Linhas do conjunto de dados:
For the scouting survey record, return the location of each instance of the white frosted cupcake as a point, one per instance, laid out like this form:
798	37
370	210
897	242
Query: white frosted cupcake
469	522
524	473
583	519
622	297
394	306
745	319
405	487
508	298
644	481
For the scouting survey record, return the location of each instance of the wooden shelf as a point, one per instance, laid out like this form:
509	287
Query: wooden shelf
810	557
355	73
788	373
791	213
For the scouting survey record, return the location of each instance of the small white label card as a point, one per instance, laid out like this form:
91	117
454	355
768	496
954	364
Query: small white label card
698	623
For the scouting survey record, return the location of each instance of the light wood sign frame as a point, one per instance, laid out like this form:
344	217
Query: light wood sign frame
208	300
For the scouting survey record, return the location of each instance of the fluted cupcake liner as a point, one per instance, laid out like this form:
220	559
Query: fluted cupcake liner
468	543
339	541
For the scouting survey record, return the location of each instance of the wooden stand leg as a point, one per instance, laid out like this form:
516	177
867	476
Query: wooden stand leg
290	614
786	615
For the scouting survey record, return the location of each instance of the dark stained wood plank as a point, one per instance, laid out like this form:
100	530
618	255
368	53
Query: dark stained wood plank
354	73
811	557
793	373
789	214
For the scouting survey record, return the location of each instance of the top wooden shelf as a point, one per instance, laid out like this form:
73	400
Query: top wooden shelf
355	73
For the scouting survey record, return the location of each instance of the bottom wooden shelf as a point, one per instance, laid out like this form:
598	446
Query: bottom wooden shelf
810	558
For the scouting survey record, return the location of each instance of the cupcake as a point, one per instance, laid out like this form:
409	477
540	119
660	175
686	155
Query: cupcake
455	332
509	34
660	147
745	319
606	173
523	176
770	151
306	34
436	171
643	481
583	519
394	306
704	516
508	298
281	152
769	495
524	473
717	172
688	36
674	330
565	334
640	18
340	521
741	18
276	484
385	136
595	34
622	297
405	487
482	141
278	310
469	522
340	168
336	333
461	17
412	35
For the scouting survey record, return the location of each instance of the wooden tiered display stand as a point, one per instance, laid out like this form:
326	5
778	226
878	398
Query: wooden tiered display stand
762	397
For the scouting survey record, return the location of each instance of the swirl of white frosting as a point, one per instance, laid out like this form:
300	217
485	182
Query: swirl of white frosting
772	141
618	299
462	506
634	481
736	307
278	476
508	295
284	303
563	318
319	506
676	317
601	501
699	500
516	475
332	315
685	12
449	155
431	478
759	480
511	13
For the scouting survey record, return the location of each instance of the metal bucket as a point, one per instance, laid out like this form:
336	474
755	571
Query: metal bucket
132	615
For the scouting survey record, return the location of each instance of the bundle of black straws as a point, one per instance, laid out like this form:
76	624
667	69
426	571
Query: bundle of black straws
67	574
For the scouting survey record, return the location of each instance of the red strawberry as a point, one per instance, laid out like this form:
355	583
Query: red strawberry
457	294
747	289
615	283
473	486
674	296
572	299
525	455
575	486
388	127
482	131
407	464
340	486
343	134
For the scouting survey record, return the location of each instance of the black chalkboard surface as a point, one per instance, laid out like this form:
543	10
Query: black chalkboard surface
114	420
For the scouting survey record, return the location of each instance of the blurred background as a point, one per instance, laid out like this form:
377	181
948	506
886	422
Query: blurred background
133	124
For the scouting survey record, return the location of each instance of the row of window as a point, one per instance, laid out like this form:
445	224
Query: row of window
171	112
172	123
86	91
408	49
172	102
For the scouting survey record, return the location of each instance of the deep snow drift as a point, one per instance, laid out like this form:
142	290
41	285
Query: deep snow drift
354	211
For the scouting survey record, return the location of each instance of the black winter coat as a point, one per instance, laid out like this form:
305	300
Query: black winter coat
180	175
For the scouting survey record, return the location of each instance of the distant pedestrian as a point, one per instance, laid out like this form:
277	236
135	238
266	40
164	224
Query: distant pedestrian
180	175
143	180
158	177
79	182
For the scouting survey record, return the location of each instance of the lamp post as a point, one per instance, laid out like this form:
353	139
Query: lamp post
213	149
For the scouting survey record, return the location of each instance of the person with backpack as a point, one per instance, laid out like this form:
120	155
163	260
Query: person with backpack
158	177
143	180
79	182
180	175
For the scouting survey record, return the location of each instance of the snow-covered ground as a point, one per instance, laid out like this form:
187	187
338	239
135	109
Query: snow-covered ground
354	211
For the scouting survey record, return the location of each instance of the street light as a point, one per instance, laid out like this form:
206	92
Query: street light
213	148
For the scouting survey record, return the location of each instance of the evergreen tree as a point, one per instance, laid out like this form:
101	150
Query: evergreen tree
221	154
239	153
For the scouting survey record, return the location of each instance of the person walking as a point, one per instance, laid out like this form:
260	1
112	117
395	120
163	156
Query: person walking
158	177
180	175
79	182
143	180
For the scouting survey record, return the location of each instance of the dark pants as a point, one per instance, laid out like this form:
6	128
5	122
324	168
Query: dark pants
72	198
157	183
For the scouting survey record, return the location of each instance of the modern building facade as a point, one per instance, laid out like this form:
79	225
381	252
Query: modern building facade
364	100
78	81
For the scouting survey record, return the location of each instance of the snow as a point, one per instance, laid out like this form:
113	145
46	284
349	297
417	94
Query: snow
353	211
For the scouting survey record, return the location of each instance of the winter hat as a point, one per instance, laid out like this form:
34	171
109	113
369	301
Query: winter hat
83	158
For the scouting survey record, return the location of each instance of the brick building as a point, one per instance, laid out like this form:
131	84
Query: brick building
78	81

-- INSTRUÇÃO --
Altere estas linhas, trocando "scouting survey record" por "field survey record" em todas elas e mantendo o restante inalterado.

-- RESPOSTA --
For the field survey record, return the location of each instance of the white frosted cupcake as a point, one per instance, laid out like this form:
798	37
370	210
897	242
Query: white frosted cupcake
469	522
524	473
583	519
622	297
394	306
745	319
405	487
508	298
644	481
For the field survey record, return the location of each instance of the wooden shelf as a point, one per instance, laid out like this form:
509	287
Query: wooden shelf
810	557
355	73
788	373
791	213
For the field survey record, return the location of each instance of the small white label card as a point, one per instance, laid out like this form:
91	117
454	355
768	496
954	364
Query: small white label card
698	623
For the field survey record, return the location of each instance of the light wood sign frame as a point, one per instance, laid out like this form:
344	217
Query: light wood sign frame
208	300
For the field survey record, return the location of each instance of the fluted cupcake liner as a point, one per instance, laid out like this form:
220	559
Query: fluted cupcake liner
468	543
339	541
For the field survey record, return the location of each instance of the wooden stand leg as a point, one per instance, laid out like this form:
516	177
867	476
Query: wooden stand leg
290	614
786	615
For the field survey record, return the location of each instance of the dark stained wood plank as a point, one per instance, laid out like this form:
100	530
618	255
368	53
Query: dark stained wood plank
354	73
811	557
793	373
789	214
For the field survey record, return the location of each instance of the top wooden shelf as a point, one per instance, laid out like this form:
73	400
Query: top wooden shelf
355	73
For the field survey record, return the location of each instance of the bottom wooden shelf as a point, one per instance, laid out like this form:
598	446
Query: bottom wooden shelf
810	558
For the field survey record, return the location of each instance of the cupcake as a point, one per instance, laid out like this form:
409	477
540	119
660	175
686	155
Query: cupcake
455	332
509	34
660	147
745	319
606	173
523	176
770	151
306	34
436	171
643	481
583	519
394	306
704	516
508	298
281	152
769	495
524	473
717	172
688	36
674	330
565	334
640	18
340	521
741	18
276	484
385	136
595	34
622	297
405	487
482	141
278	310
469	522
340	168
336	333
461	17
412	35
For the field survey record, return the location of each instance of the wooden tiered display stand as a point, one per instance, laid out like this form:
326	5
778	226
878	398
Query: wooden tiered display stand
762	397
For the field survey record, return the location of each instance of the swirl of white frosting as a point, one per instance, laid out like this form:
300	217
485	182
Query: swirl of white frosting
772	141
618	299
462	506
634	481
736	307
278	476
508	295
284	303
563	318
319	506
676	317
601	501
699	500
516	475
332	315
685	12
449	155
431	478
759	480
511	13
For the field survey record, return the location of each instance of the metal bucket as a point, one per instance, laid out like this form:
336	474
755	571
Query: metal bucket
132	615
For the field survey record, return the location of each instance of the bundle of black straws as a point, one per instance, laid out like this form:
76	624
667	69
426	571
Query: bundle of black straws
67	574
For the field survey record, return the location of each instance of the red strawberry as a point, one per instance, laid out like this form:
355	583
Query: red strawberry
457	294
747	289
615	283
473	486
674	296
572	299
525	455
575	486
388	127
482	131
407	464
340	486
343	134
For the field survey record, return the location of each instance of the black chalkboard surface as a point, one per instance, laid out like this form:
543	10
Query: black chalkboard surface
114	420
For the field survey record, return the location of each instance of the blurred background as a point, one per instance, laid out like this form:
377	181
948	506
886	422
Query: blurred background
133	124
For the field survey record, return the location of each instance of the row of window as a point, one per instance, laid out like this form:
445	224
Query: row of window
171	112
172	123
86	91
408	49
172	102
For the field survey record, return the location of each instance of the deep snow drift as a point, one per instance, laid out like this form:
142	290
41	285
Query: deep snow drift
354	211
For the field survey record, return the location of each instance of the black winter coat as a point, one per instance, laid out like this form:
305	300
Query: black winter coat
180	175
For the field survey record, return the location of each instance of the distant pedestrian as a point, one per instance, laid out like this form:
277	236
135	238
266	40
164	224
Query: distant pedestrian
180	175
143	180
158	177
79	182
For the field survey record, return the location of each instance of the lamp post as a point, one per instance, laid out like this form:
353	139
Query: lamp post
213	149
For the field survey record, return the location of each instance of the person with backpack as a point, one per instance, laid out like this form:
120	155
163	260
Query: person with backpack
158	177
143	180
79	182
180	175
For the field survey record, return the location of each instance of the snow-covered ground as a point, one per instance, laid out like this form:
187	187
338	239
135	109
Query: snow-covered ground
354	211
For the field survey record, return the location of each instance of the street light as a point, one per instance, laid out like this form:
206	92
Query: street light
213	148
For the field survey record, return the location of each instance of the evergreen tree as a point, one per instance, laid out like this form:
101	150
Query: evergreen tree
221	154
239	153
For the field survey record, return the location of each instance of the person walking as a point, one per instance, laid out like this form:
260	1
112	117
395	120
163	156
Query: person walking
158	177
180	175
79	182
143	180
For the field survey record, return the location of each instance of the dark pants as a point, one per instance, laid out like this form:
6	128
5	122
324	168
Query: dark pants
72	198
157	183
For the field survey record, return the location of each instance of the modern building facade as a point, one per instance, laid out like this form:
79	225
381	252
Query: modern building facade
364	100
78	81
For the field survey record, return the location of each instance of the snow as a point, one per instance, laid out like this form:
113	145
46	284
349	297
417	94
Query: snow
353	211
For the field survey record, return the location of each instance of the winter hat as a point, one per instance, laid out like this form:
34	171
109	113
369	301
Query: winter hat
83	158
For the field survey record, return the location of each instance of the brick building as a point, one per instance, laid out like this form:
131	84
Query: brick building
78	81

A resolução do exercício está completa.